- _WHAT IS BEING ASKED_: Retype nothing except the lines below from the one with "find painted hand" through the one with "find autumn tree", exactly, with images left out.

[Stored items]
[Start of section]

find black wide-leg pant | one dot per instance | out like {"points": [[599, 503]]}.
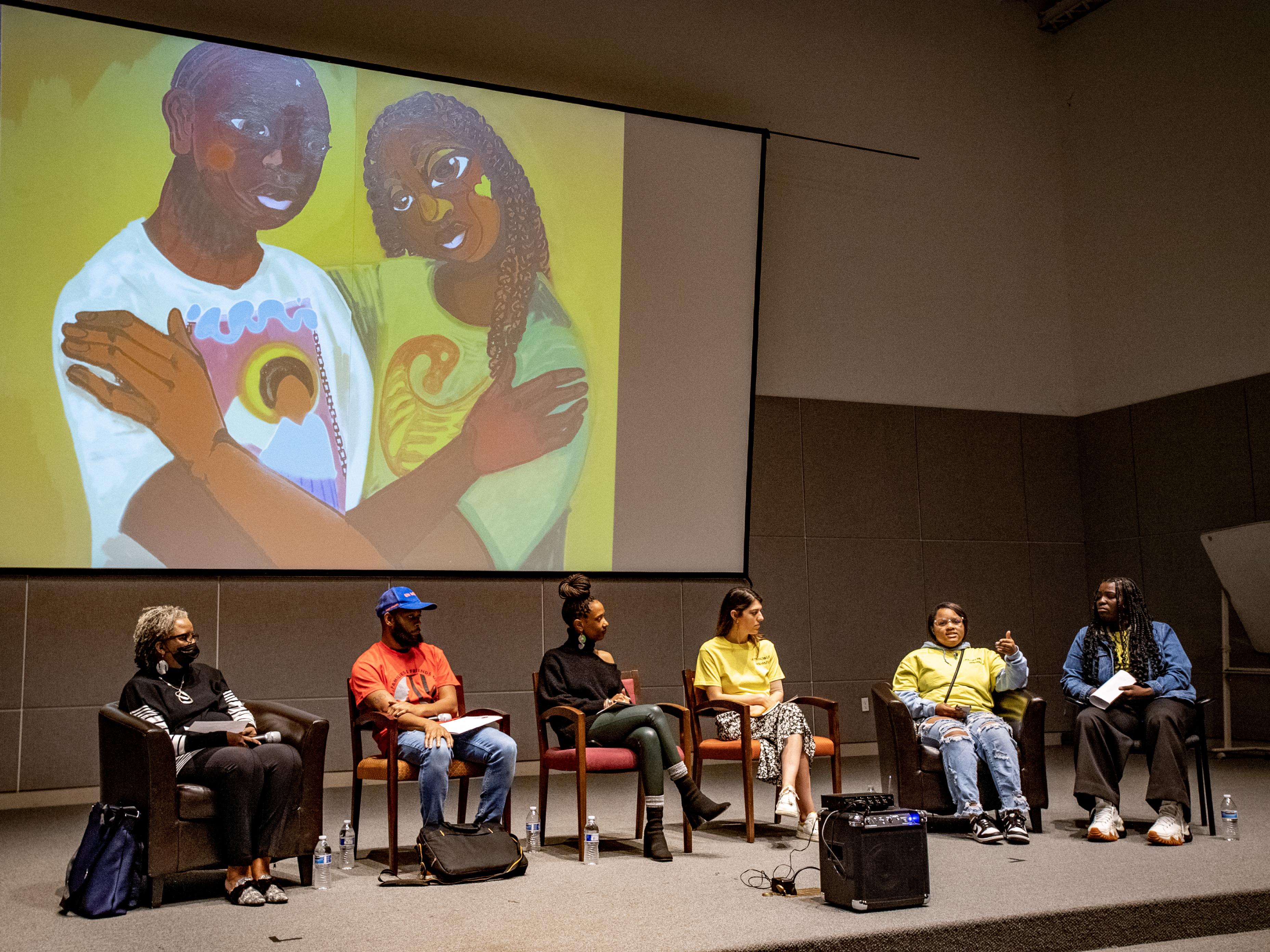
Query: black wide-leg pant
{"points": [[257, 789], [1104, 739]]}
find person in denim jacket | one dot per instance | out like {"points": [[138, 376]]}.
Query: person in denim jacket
{"points": [[947, 687], [1156, 710]]}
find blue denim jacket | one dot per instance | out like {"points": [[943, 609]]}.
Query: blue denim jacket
{"points": [[1174, 682]]}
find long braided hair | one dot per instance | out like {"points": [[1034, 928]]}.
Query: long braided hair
{"points": [[524, 239], [1131, 616]]}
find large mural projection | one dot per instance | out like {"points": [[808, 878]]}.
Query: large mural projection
{"points": [[304, 317]]}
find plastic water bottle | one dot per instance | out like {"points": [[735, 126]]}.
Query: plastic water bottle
{"points": [[347, 846], [322, 864], [1230, 818], [591, 842], [533, 831]]}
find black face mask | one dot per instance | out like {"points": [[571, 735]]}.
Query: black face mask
{"points": [[403, 636]]}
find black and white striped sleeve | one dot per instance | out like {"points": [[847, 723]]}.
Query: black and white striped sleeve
{"points": [[178, 740], [235, 709]]}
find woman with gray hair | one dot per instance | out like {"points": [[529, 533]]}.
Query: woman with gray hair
{"points": [[257, 786]]}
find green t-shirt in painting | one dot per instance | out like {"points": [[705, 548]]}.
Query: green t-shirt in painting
{"points": [[430, 369]]}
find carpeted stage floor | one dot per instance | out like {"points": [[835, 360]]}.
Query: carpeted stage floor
{"points": [[1057, 894]]}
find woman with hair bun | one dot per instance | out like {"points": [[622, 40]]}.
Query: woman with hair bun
{"points": [[581, 676], [740, 664]]}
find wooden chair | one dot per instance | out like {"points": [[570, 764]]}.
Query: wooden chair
{"points": [[919, 768], [582, 759], [392, 768], [177, 829], [746, 751]]}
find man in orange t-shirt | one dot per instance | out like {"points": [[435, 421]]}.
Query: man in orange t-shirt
{"points": [[413, 683]]}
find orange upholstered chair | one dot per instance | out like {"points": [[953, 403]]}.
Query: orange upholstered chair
{"points": [[582, 759], [746, 751], [389, 767]]}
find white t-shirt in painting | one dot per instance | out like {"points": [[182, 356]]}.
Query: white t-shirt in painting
{"points": [[282, 305]]}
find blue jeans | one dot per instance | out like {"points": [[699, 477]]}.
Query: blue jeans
{"points": [[485, 745], [981, 737]]}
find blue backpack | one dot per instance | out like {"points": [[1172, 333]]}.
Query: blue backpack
{"points": [[105, 876]]}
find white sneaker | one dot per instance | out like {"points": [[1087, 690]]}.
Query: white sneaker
{"points": [[787, 804], [809, 828], [1170, 829], [1107, 824]]}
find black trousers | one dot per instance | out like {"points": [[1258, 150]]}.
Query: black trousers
{"points": [[647, 730], [1104, 740], [257, 789]]}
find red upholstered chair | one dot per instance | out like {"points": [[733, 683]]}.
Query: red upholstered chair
{"points": [[389, 767], [746, 751], [582, 759]]}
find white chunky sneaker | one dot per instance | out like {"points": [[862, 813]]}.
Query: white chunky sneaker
{"points": [[1107, 824], [1170, 829], [809, 828], [787, 804]]}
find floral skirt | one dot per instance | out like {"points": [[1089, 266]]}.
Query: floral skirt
{"points": [[770, 730]]}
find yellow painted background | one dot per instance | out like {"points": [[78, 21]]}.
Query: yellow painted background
{"points": [[84, 150]]}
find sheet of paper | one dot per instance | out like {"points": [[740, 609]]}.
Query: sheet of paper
{"points": [[462, 725], [215, 727], [1111, 690]]}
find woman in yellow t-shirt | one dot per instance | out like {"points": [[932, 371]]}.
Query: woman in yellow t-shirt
{"points": [[738, 664]]}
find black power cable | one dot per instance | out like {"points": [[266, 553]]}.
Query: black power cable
{"points": [[781, 885]]}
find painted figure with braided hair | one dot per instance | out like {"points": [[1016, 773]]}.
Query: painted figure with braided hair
{"points": [[1156, 710], [467, 337]]}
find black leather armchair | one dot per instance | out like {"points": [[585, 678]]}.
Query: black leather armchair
{"points": [[919, 770], [139, 768]]}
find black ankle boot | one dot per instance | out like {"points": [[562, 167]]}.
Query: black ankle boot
{"points": [[655, 837], [698, 806]]}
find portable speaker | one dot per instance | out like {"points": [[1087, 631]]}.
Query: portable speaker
{"points": [[874, 861]]}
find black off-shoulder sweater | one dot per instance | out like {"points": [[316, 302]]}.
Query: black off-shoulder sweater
{"points": [[577, 678]]}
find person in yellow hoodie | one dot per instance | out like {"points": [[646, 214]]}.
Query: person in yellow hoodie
{"points": [[948, 687]]}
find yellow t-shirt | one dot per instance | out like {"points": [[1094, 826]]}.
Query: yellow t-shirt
{"points": [[929, 671], [1120, 649], [738, 670]]}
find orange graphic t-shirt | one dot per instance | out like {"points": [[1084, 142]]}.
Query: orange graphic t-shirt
{"points": [[413, 676]]}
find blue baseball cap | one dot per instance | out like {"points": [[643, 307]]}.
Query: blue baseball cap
{"points": [[401, 597]]}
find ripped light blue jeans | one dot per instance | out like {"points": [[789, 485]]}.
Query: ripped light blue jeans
{"points": [[981, 737]]}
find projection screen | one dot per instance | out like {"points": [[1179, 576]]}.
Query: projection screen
{"points": [[277, 313]]}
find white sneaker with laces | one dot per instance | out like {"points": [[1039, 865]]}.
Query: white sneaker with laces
{"points": [[1107, 824], [787, 804], [809, 828], [1170, 829]]}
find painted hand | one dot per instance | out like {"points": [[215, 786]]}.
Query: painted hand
{"points": [[512, 426], [164, 383]]}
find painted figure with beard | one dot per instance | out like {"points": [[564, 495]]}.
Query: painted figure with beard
{"points": [[411, 681], [187, 426]]}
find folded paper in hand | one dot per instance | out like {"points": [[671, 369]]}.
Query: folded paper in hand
{"points": [[1107, 695], [215, 727], [462, 725]]}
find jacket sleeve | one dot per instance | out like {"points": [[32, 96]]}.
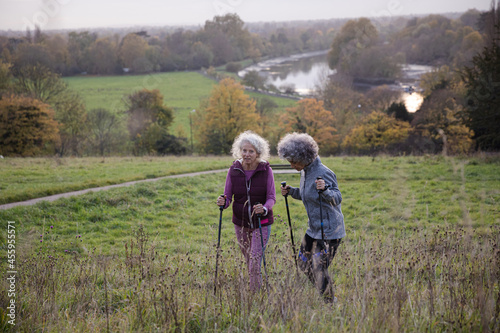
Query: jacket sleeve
{"points": [[295, 193], [332, 193]]}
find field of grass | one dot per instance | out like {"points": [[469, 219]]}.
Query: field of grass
{"points": [[28, 178], [182, 91], [422, 253]]}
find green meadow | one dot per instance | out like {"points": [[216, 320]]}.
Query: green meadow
{"points": [[182, 91], [422, 253]]}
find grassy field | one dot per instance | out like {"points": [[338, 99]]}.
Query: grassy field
{"points": [[182, 91], [422, 253], [28, 178]]}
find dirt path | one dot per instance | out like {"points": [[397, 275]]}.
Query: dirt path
{"points": [[103, 188]]}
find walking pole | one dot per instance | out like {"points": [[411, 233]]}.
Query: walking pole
{"points": [[283, 184], [221, 208], [262, 243]]}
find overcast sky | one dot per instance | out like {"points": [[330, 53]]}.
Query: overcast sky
{"points": [[75, 14]]}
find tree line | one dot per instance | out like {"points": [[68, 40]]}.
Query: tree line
{"points": [[40, 115]]}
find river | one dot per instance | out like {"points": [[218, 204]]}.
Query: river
{"points": [[307, 70]]}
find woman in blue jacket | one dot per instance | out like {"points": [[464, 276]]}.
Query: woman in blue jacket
{"points": [[317, 249]]}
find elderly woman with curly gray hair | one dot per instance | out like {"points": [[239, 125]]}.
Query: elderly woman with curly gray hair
{"points": [[250, 181], [322, 199]]}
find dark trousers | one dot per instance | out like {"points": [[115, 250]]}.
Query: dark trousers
{"points": [[314, 261]]}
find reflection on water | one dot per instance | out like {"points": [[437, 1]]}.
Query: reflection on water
{"points": [[305, 71], [412, 101]]}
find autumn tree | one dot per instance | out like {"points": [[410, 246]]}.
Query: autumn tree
{"points": [[309, 116], [27, 126], [482, 81], [439, 120], [103, 128], [148, 119], [40, 83], [376, 132], [228, 112]]}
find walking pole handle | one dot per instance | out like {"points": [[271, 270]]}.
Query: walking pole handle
{"points": [[222, 196], [258, 214]]}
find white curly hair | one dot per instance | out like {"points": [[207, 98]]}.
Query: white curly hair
{"points": [[260, 144], [298, 147]]}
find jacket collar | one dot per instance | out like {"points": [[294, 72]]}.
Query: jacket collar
{"points": [[313, 165]]}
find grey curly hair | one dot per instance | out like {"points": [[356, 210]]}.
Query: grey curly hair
{"points": [[260, 144], [298, 148]]}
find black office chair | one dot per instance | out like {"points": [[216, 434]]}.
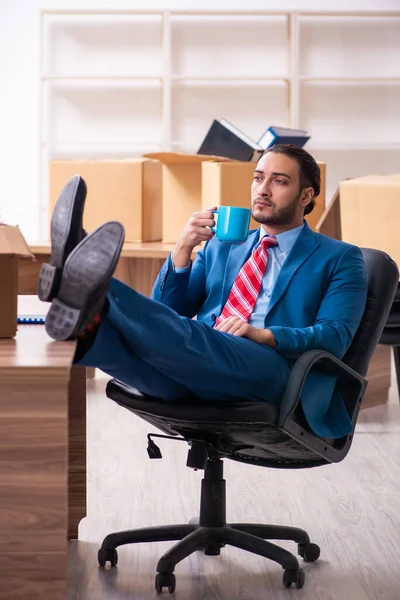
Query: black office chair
{"points": [[391, 334], [258, 434]]}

[End of section]

- _EXERCISE RESPONSE_:
find painted hand | one dot per instance | out like {"points": [[215, 786]]}.
Query: painted hand
{"points": [[512, 426], [164, 383]]}
find painted figure with beard | one dot per instance | out like {"points": [[564, 495]]}.
Query: painted figure with beard
{"points": [[411, 681], [187, 426]]}
find folded paper in hand | one dot per instance | out like {"points": [[671, 369]]}.
Query: folded paper in hand
{"points": [[1107, 695], [215, 727], [462, 725]]}
find jacket sleeve | one dot per instance | out like {"points": [[32, 96]]}.
Query: jacket sleeve
{"points": [[295, 193], [332, 193]]}
find field of grass | one dot per instance | out like {"points": [[469, 219]]}.
Query: field of grass
{"points": [[28, 178], [182, 91], [422, 253]]}
find green meadow | one dot per instance | out like {"points": [[216, 320]]}.
Query: green meadow
{"points": [[182, 91], [422, 253]]}
find grassy field | one dot per instance | out like {"points": [[338, 99]]}.
Query: grassy field
{"points": [[182, 91], [422, 253], [28, 178]]}
find dirt path | one dot per instance | out like {"points": [[397, 275]]}.
Query: dirt path
{"points": [[103, 188]]}
find walking pole | one dot per instance | out like {"points": [[411, 233]]}.
Query: walking pole
{"points": [[283, 184], [221, 208], [262, 243]]}
find overcast sky | one dot per instance | out like {"points": [[330, 53]]}.
Query: overcast sky
{"points": [[75, 14]]}
find tree line | one dot per instance | out like {"points": [[68, 40]]}.
Query: tree line
{"points": [[40, 115]]}
find river | one dot per instance | out like {"points": [[218, 204]]}.
Query: river
{"points": [[307, 70]]}
find woman in blue jacket | one dot per instance | out like {"points": [[464, 276]]}.
Query: woman in blue jacket
{"points": [[317, 249]]}
find elderly woman with curly gray hair | one dot per instance | out like {"points": [[239, 125]]}.
Query: elderly woman with curly gray hair
{"points": [[250, 181], [322, 199]]}
find dark trousers | one dot per instance | out like {"points": [[115, 250]]}.
Query: dark trousers
{"points": [[314, 261]]}
find reflection on water | one dot per instance | out like {"points": [[437, 1]]}.
Query: reflection on water
{"points": [[305, 71], [412, 101]]}
find autumn tree | one dot per instance | out like {"points": [[410, 246]]}.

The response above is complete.